SELECTED TEXT:
Mikko Lammi

Articular cartilage is white, smooth, almost frictionless tissue without nerves or blood vessels covering ends of the long bones. It consists of one type of cells, chondrocytes, and extracellular matrix (ECM) comprising mainly tissue fluid, collagens and proteoglycans (PGs). The role of chondrocytes is to maintain the ECM.

     Osteoarthritis (OA) is the most common joint disease in the world causing joint pain and decreased mobility of the joint. Age, gender, genetics, nutrition, obesity and abnormal joint loading are examples of risk factors of OA. Many early changes or symptoms, such as reduction of PG and disorganization of collagen fibrils, associated with OA are similar to changes in normal aging. On the other hand, aging also affects chondrocyte metabolism, and results in advanced glycation end products (AGEs) congregating the ECM. AGEs increase collagen cross-linking and ECM stiffness. Knowledge of the pathology OA and its progress is fairly well understood. However, at the cell and tissue level, many features are still unclear. For example, which structural components and biomechanical properties of articular cartilage correlate together and participate in regulation of cell shape and volume in OA, are still unknown. It is also not known, how aging or induced collagen cross-linking affects the chondrocyte responses.

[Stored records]
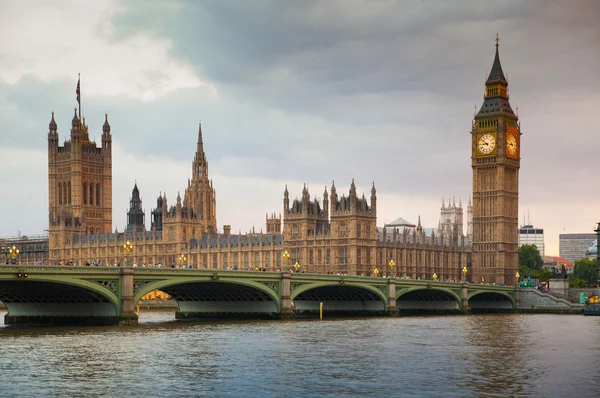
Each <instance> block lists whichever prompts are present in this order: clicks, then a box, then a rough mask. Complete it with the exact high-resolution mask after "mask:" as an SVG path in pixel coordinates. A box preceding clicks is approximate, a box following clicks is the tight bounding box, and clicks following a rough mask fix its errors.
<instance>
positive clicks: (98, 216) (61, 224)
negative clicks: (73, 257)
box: [48, 110, 112, 261]
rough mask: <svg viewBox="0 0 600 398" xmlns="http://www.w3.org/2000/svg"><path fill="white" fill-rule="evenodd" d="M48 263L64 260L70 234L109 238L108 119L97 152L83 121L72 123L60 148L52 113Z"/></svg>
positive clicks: (51, 129)
mask: <svg viewBox="0 0 600 398" xmlns="http://www.w3.org/2000/svg"><path fill="white" fill-rule="evenodd" d="M48 202H49V228H48V229H49V243H48V245H49V259H50V261H55V260H58V259H62V258H64V257H65V254H64V251H63V250H64V249H63V248H64V247H65V246H66V245H67V244H68V240H70V237H71V236H73V235H79V234H94V235H101V234H108V233H110V232H111V229H112V136H111V134H110V125H109V124H108V115H106V117H105V121H104V125H103V126H102V144H101V146H100V147H97V146H96V143H95V142H93V141H90V138H89V134H88V126H87V125H86V124H85V118H83V119H81V118H79V117H77V110H75V115H74V116H73V120H72V121H71V135H70V139H69V140H65V142H64V145H63V146H59V145H58V127H57V125H56V122H55V120H54V112H52V119H51V120H50V125H49V132H48Z"/></svg>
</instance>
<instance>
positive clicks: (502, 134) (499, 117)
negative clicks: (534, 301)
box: [471, 36, 521, 285]
mask: <svg viewBox="0 0 600 398" xmlns="http://www.w3.org/2000/svg"><path fill="white" fill-rule="evenodd" d="M498 42H499V40H498V36H496V56H495V58H494V64H493V65H492V70H491V72H490V74H489V76H488V78H487V81H486V82H485V95H484V101H483V105H482V106H481V108H480V109H479V112H478V113H477V115H476V116H475V120H474V121H473V128H472V130H471V165H472V167H473V259H472V268H473V269H472V275H473V281H474V282H482V281H483V282H486V283H494V282H495V283H496V284H507V285H514V284H515V274H516V272H517V270H518V268H519V244H518V235H517V233H518V217H519V167H520V155H521V153H520V152H521V149H520V144H521V129H520V126H519V119H518V117H517V115H515V113H514V112H513V110H512V108H511V107H510V103H509V102H508V81H507V79H506V77H505V76H504V72H503V71H502V66H501V65H500V56H499V53H498Z"/></svg>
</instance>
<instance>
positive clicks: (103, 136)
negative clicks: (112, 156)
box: [102, 113, 112, 156]
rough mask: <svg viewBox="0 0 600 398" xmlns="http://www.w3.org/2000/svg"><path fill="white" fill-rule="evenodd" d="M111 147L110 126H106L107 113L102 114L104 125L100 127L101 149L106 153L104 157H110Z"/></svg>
mask: <svg viewBox="0 0 600 398" xmlns="http://www.w3.org/2000/svg"><path fill="white" fill-rule="evenodd" d="M111 146H112V136H111V135H110V124H108V113H105V114H104V125H102V148H103V149H104V150H106V151H107V153H106V155H108V156H110V154H111V153H110V151H111Z"/></svg>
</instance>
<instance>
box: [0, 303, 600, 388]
mask: <svg viewBox="0 0 600 398" xmlns="http://www.w3.org/2000/svg"><path fill="white" fill-rule="evenodd" d="M4 314H5V312H1V311H0V316H1V317H2V319H3V317H4ZM599 347H600V317H584V316H578V315H567V316H565V315H512V314H511V315H473V316H427V317H417V316H414V317H400V318H369V319H364V318H361V319H337V320H323V321H319V320H296V321H227V322H203V323H180V322H175V321H174V315H173V313H170V312H142V313H141V315H140V325H139V326H136V327H73V328H63V327H61V328H58V327H57V328H16V327H5V326H3V325H1V326H0V397H28V396H32V397H33V396H36V397H128V398H133V397H196V396H197V397H349V396H352V397H367V396H368V397H404V396H406V397H439V396H443V397H477V396H486V397H492V396H493V397H506V396H532V397H542V396H543V397H598V396H600V383H599V381H600V370H599V367H600V358H599V353H600V352H599Z"/></svg>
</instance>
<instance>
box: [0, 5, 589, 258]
mask: <svg viewBox="0 0 600 398" xmlns="http://www.w3.org/2000/svg"><path fill="white" fill-rule="evenodd" d="M599 18H600V2H596V1H594V0H587V1H586V0H572V1H550V0H548V1H535V0H528V1H526V2H524V1H443V2H441V1H367V0H343V1H342V0H339V1H334V0H328V1H301V2H300V1H298V2H281V1H277V0H273V1H268V0H264V1H263V0H253V1H243V0H238V1H218V2H216V1H168V2H167V1H158V0H155V1H142V0H139V1H124V0H102V1H100V0H98V1H94V2H80V1H76V0H55V1H41V0H40V1H34V0H15V1H10V0H8V1H7V0H2V1H0V37H2V39H1V40H0V134H1V138H2V141H1V143H0V161H1V165H2V166H1V167H2V168H1V172H0V185H1V186H2V189H0V204H1V208H2V212H3V216H2V217H1V218H0V235H2V236H6V235H16V234H17V233H18V232H21V233H22V234H38V233H42V232H43V231H44V230H45V229H47V225H48V221H47V220H48V216H47V213H48V197H47V184H48V179H47V141H46V134H47V132H48V122H49V121H50V112H51V111H52V110H54V111H55V113H56V121H57V123H58V129H59V136H60V141H61V143H62V141H63V140H64V138H65V137H66V136H67V135H68V134H69V128H70V120H71V118H72V116H73V107H74V106H75V105H77V103H76V100H75V86H76V83H77V73H78V72H80V73H81V91H82V109H83V114H84V115H85V116H86V120H87V122H88V124H89V125H90V135H91V136H92V137H94V136H95V137H96V139H97V140H98V141H99V140H100V135H101V126H102V123H103V120H104V113H105V112H108V114H109V121H110V123H111V126H112V135H113V176H114V177H113V205H114V209H113V226H114V227H115V226H116V227H117V228H118V229H119V230H122V229H123V228H124V227H125V216H126V209H127V206H128V200H129V197H130V195H131V189H132V187H133V184H134V181H136V180H137V182H138V185H139V187H140V191H141V194H142V199H143V205H144V207H145V209H146V213H147V216H146V218H147V221H149V215H148V213H149V212H150V210H151V208H152V207H154V206H155V204H156V197H157V196H158V194H159V192H160V191H163V192H167V198H168V199H169V201H170V202H171V203H173V202H174V200H175V198H176V196H177V191H178V190H181V191H183V190H184V188H185V186H186V184H187V179H188V177H190V176H191V161H192V159H193V155H194V151H195V146H196V137H197V129H198V122H199V121H202V126H203V134H204V144H205V150H206V154H207V157H208V161H209V173H210V175H211V177H212V178H213V181H214V185H215V188H216V191H217V222H218V224H219V225H220V226H222V225H223V224H231V225H232V229H233V230H234V231H236V232H237V231H239V230H241V231H242V232H246V231H248V230H250V229H252V228H253V227H255V228H256V230H257V231H259V230H260V229H261V228H264V219H265V213H267V212H269V213H270V212H277V213H279V212H281V211H282V200H283V190H284V187H285V184H288V187H289V190H290V196H291V197H292V198H294V197H297V196H300V195H301V191H302V186H303V184H304V183H306V184H307V186H308V188H309V191H310V193H311V195H313V196H315V195H316V196H317V197H318V198H321V197H322V193H323V190H324V188H325V186H327V187H328V188H329V187H330V186H331V182H332V180H335V183H336V187H337V189H338V192H347V191H348V189H349V185H350V182H351V180H352V178H355V180H356V184H357V189H358V191H359V192H360V193H362V192H365V194H366V195H368V194H369V190H370V186H371V183H372V182H373V181H374V182H375V185H376V187H377V194H378V207H379V208H378V224H380V225H381V224H383V223H385V222H389V221H392V220H394V219H395V218H397V217H400V216H401V217H403V218H406V219H408V220H410V221H413V222H416V220H417V217H418V215H421V219H422V221H423V223H424V224H425V226H430V227H434V226H437V224H438V220H439V208H440V206H441V202H442V197H445V198H446V202H447V201H448V198H449V197H455V198H456V201H457V203H458V201H459V199H460V198H462V202H463V204H466V202H467V201H468V198H469V195H470V194H471V190H472V180H471V165H470V145H471V141H470V140H471V138H470V134H469V131H470V128H471V122H472V118H473V112H474V106H475V105H477V106H480V105H481V103H482V102H483V87H484V81H485V75H486V73H488V72H489V70H490V68H491V65H492V61H493V56H494V50H495V47H494V39H495V36H496V32H499V34H500V56H501V61H502V66H503V69H504V72H505V73H507V74H508V79H509V85H510V94H511V98H510V101H511V104H512V106H513V108H516V107H517V106H518V108H519V115H520V118H521V127H522V133H523V136H522V152H521V155H522V161H521V173H520V198H519V199H520V200H519V202H520V203H519V206H520V208H519V212H520V214H521V217H520V218H521V220H522V219H523V214H524V213H528V214H529V219H530V221H531V223H532V224H534V225H535V226H536V227H541V228H544V229H545V231H546V245H547V250H546V253H547V254H558V234H559V233H563V232H567V233H575V232H591V231H592V229H593V227H594V226H595V223H596V222H597V221H599V220H600V201H599V200H598V196H599V194H600V188H599V185H598V178H597V175H596V173H595V172H594V170H597V168H598V167H597V163H596V162H595V161H594V159H595V156H597V152H598V149H600V112H599V111H598V109H599V108H600V73H599V71H600V24H598V22H597V21H598V19H599ZM521 222H522V221H521ZM148 223H149V222H148Z"/></svg>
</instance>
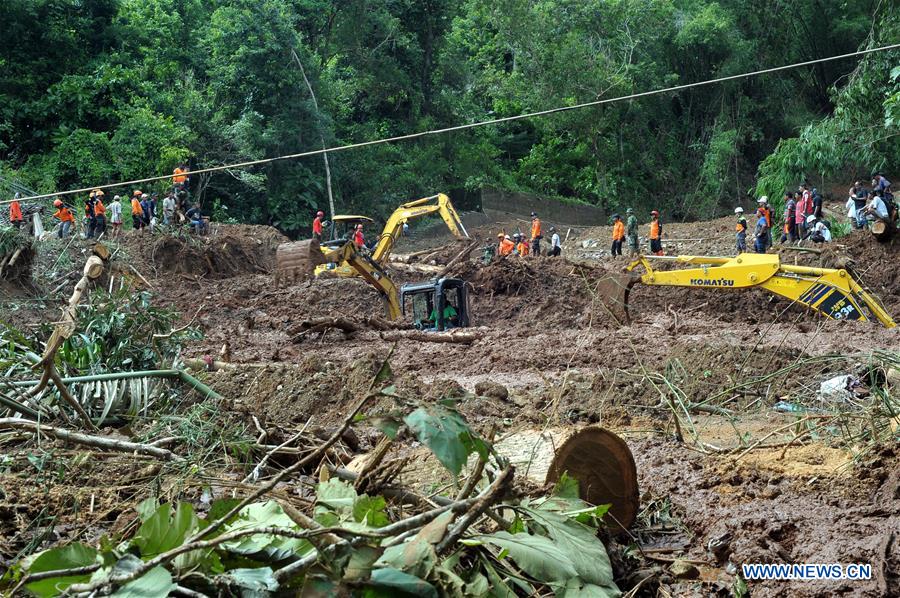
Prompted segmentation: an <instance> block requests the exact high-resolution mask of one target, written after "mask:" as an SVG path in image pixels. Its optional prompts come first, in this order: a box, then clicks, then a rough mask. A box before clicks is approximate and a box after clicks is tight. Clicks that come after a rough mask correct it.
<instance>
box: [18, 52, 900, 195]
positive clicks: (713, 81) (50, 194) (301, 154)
mask: <svg viewBox="0 0 900 598" xmlns="http://www.w3.org/2000/svg"><path fill="white" fill-rule="evenodd" d="M898 48H900V43H897V44H892V45H889V46H880V47H878V48H869V49H867V50H858V51H856V52H851V53H849V54H840V55H838V56H829V57H826V58H817V59H815V60H807V61H805V62H796V63H794V64H787V65H784V66H776V67H772V68H768V69H761V70H758V71H751V72H748V73H741V74H739V75H729V76H727V77H718V78H716V79H708V80H706V81H698V82H696V83H686V84H684V85H675V86H674V87H666V88H664V89H654V90H651V91H642V92H639V93H633V94H629V95H625V96H617V97H614V98H606V99H602V100H594V101H592V102H584V103H581V104H573V105H571V106H559V107H556V108H550V109H547V110H539V111H537V112H528V113H526V114H517V115H515V116H506V117H503V118H495V119H492V120H485V121H479V122H474V123H468V124H464V125H455V126H452V127H444V128H442V129H431V130H428V131H419V132H416V133H409V134H407V135H398V136H396V137H386V138H383V139H375V140H372V141H362V142H360V143H351V144H348V145H339V146H336V147H332V148H323V149H320V150H312V151H308V152H300V153H297V154H286V155H284V156H277V157H275V158H263V159H261V160H251V161H249V162H238V163H235V164H225V165H222V166H210V167H209V168H201V169H199V170H192V171H191V172H190V173H189V174H192V175H193V174H203V173H206V172H219V171H222V170H229V169H232V168H247V167H249V166H258V165H260V164H269V163H272V162H278V161H281V160H296V159H297V158H306V157H308V156H318V155H319V154H324V153H334V152H342V151H346V150H351V149H357V148H360V147H368V146H371V145H381V144H384V143H395V142H397V141H406V140H409V139H417V138H419V137H426V136H428V135H440V134H442V133H451V132H453V131H464V130H466V129H474V128H475V127H484V126H487V125H496V124H500V123H505V122H512V121H516V120H524V119H527V118H535V117H538V116H547V115H548V114H556V113H559V112H567V111H569V110H580V109H582V108H589V107H591V106H601V105H603V104H612V103H614V102H622V101H625V100H634V99H637V98H644V97H648V96H654V95H660V94H664V93H671V92H673V91H681V90H683V89H691V88H694V87H703V86H705V85H713V84H716V83H723V82H725V81H734V80H736V79H746V78H750V77H757V76H759V75H765V74H768V73H776V72H779V71H786V70H790V69H795V68H799V67H802V66H810V65H813V64H820V63H823V62H832V61H835V60H842V59H844V58H853V57H855V56H864V55H866V54H874V53H875V52H885V51H887V50H896V49H898ZM172 176H173V175H171V174H167V175H162V176H154V177H147V178H144V179H135V180H133V181H123V182H120V183H110V184H108V185H94V186H90V187H85V188H83V189H73V190H72V191H59V192H56V193H45V194H43V195H35V196H32V197H29V198H28V199H44V198H47V197H59V196H63V195H75V194H78V193H86V192H89V191H91V190H93V189H110V188H113V187H128V186H131V185H138V184H140V183H150V182H153V181H162V180H165V179H169V178H171V177H172ZM10 201H12V200H6V201H0V204H5V203H10Z"/></svg>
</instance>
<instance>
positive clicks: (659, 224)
mask: <svg viewBox="0 0 900 598" xmlns="http://www.w3.org/2000/svg"><path fill="white" fill-rule="evenodd" d="M650 253H652V254H653V255H662V254H663V253H662V223H661V222H660V221H659V212H657V211H656V210H653V211H652V212H650Z"/></svg>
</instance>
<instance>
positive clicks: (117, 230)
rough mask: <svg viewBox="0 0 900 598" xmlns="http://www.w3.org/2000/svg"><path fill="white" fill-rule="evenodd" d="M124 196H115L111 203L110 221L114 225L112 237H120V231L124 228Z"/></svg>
mask: <svg viewBox="0 0 900 598" xmlns="http://www.w3.org/2000/svg"><path fill="white" fill-rule="evenodd" d="M121 199H122V198H121V197H119V196H118V195H115V196H113V201H112V203H111V204H109V208H108V209H109V222H110V224H112V225H113V230H112V238H113V239H118V238H119V232H120V231H121V229H122V202H121V201H120V200H121Z"/></svg>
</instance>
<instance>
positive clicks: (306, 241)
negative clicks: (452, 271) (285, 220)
mask: <svg viewBox="0 0 900 598" xmlns="http://www.w3.org/2000/svg"><path fill="white" fill-rule="evenodd" d="M275 259H276V262H277V264H276V270H275V281H276V284H278V283H279V282H281V281H283V280H284V279H296V278H297V277H302V278H306V277H308V276H310V275H312V273H313V270H314V269H316V268H317V267H320V266H323V265H326V264H346V265H347V267H349V268H353V270H354V271H355V272H356V273H357V274H359V276H361V277H362V278H363V279H364V280H365V281H366V282H368V283H369V284H370V285H372V286H373V287H375V288H376V289H377V290H378V292H379V293H380V294H381V298H382V300H383V301H384V305H385V309H386V311H387V317H388V319H390V320H399V319H400V317H401V315H402V308H401V306H400V290H399V289H398V288H397V285H395V284H394V281H393V280H392V279H391V277H390V276H388V274H387V272H385V271H384V269H382V267H381V266H380V265H379V264H378V263H377V262H375V261H374V260H373V259H372V258H371V257H369V256H368V255H364V254H362V253H361V252H360V251H359V250H358V249H357V248H356V245H354V244H353V241H347V242H346V243H344V244H343V245H341V246H340V247H335V248H329V247H320V245H319V242H318V241H316V240H315V239H307V240H306V241H295V242H293V243H282V244H281V245H279V246H278V249H277V250H276V252H275Z"/></svg>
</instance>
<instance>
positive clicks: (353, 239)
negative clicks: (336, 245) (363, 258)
mask: <svg viewBox="0 0 900 598" xmlns="http://www.w3.org/2000/svg"><path fill="white" fill-rule="evenodd" d="M353 244H354V245H356V248H357V249H362V248H363V247H365V246H366V237H365V236H364V235H363V233H362V224H357V225H356V230H355V231H353Z"/></svg>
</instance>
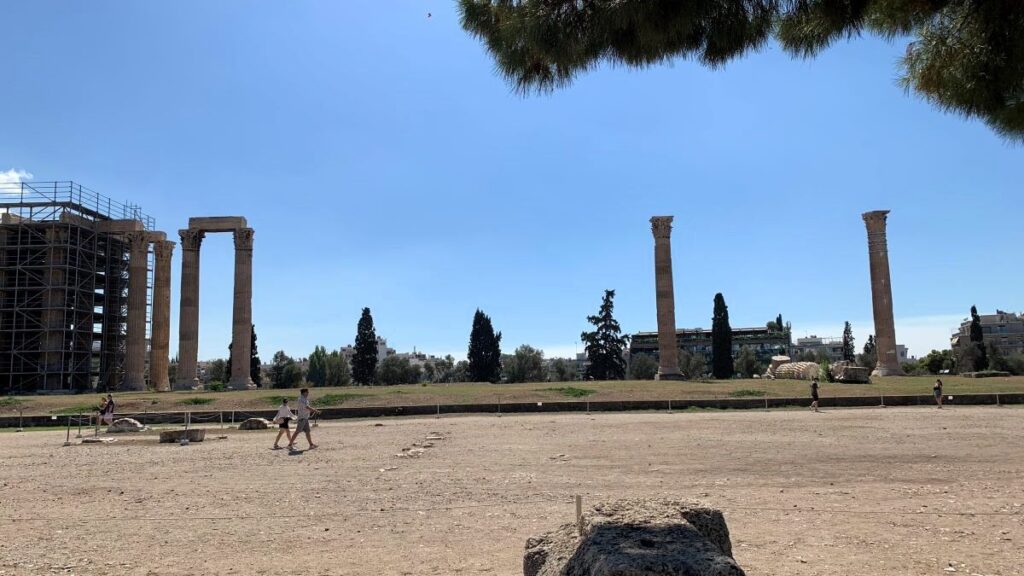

STUDY QUESTIONS:
a: Answer these from the text on articular cartilage:
(i) What is the role of chondrocytes?
(ii) What two things do AGEs increase?
(iii) Which two early changes linked with OA are given as examples of changes that resemble normal aging?
b: Write out the part of the text on articular cartilage from "Articular cartilage is" to "maintain the ECM.", word for word.

WRITTEN RESPONSES:
a:
(i) To maintain the ECM.
(ii) Collagen cross-linking and ECM stiffness.
(iii) Reduction of PG and disorganization of collagen fibrils.

b:
Articular cartilage is white, smooth, almost frictionless tissue without nerves or blood vessels covering ends of the long bones. It consists of one type of cells, chondrocytes, and extracellular matrix (ECM) comprising mainly tissue fluid, collagens and proteoglycans (PGs). The role of chondrocytes is to maintain the ECM.